If Health Care Is a Right . . .

Writes Jonah Goldberg:

[L]et us consider how President Obama’s health-care bill would work. An official body—staffed with government doctors, actuaries, economists and other experts—will determine which treatments, procedures and remedies are cost-effective and which are not. Then it will decide which ones will get paid for, and which won’t. Democrats call this “cost-controls.” But for the patient and the doctor, it’s plain old rationing.

Now, imagine if the government had a body of experts charged with figuring out what your free-speech rights are, or right to assemble, or worship. Mr. Jones, you can say X and Y but not Z. Ms. Smith, you can freely assemble with Aleutians, Freemasons and carpenters, but you may not meet in public with anyone from Cleveland or of Albanian descent. Mrs. Wilson, you may pray to Vishnu and Crom, but never to Allah or Buddha, and when you do pray, you cannot do so for longer than 20 minutes, unless it is one of several designated holidays. See Extended Prayer Form 10-22B.

### Material supplied
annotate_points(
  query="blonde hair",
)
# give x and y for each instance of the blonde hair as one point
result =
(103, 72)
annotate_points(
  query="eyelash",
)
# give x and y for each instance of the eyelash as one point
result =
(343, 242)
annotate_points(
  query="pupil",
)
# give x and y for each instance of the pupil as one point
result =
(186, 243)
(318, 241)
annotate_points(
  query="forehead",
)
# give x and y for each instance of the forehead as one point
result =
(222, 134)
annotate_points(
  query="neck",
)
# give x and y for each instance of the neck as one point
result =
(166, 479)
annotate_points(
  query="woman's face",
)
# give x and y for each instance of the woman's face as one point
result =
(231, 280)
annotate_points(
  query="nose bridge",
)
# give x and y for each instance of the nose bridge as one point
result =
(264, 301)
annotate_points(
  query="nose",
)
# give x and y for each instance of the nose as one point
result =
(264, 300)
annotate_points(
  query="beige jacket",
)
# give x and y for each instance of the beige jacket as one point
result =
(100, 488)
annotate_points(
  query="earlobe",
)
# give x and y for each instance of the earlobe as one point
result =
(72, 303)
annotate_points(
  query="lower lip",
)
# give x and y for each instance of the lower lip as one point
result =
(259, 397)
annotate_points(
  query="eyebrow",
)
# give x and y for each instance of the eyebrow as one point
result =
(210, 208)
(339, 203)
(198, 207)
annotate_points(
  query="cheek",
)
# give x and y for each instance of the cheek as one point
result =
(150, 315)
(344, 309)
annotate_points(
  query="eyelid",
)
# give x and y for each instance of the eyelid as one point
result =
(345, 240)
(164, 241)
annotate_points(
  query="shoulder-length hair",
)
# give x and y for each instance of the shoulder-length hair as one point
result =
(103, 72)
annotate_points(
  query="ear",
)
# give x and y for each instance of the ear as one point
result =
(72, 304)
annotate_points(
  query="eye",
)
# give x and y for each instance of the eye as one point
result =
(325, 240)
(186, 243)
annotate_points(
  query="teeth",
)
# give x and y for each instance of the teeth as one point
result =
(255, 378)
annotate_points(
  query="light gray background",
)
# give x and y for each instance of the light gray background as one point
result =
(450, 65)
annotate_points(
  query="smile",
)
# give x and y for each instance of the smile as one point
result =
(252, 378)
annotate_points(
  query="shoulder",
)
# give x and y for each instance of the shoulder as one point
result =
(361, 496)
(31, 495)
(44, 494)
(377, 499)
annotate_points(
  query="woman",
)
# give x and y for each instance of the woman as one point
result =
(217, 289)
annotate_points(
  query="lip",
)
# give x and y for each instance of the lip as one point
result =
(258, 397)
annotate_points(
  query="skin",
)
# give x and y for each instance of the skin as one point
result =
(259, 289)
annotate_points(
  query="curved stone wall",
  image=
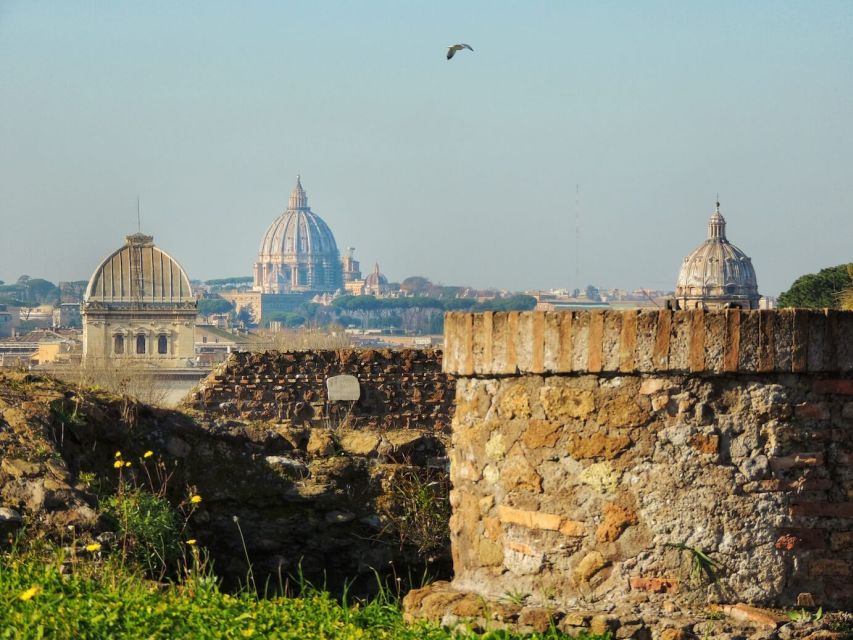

### Work request
In the health-care passage, list every figure named as one to whom Mrs. Wilson may or may not pray. The entries that come after the health-care passage are drawn from a separate source.

### Reply
Vishnu, Crom, Allah, Buddha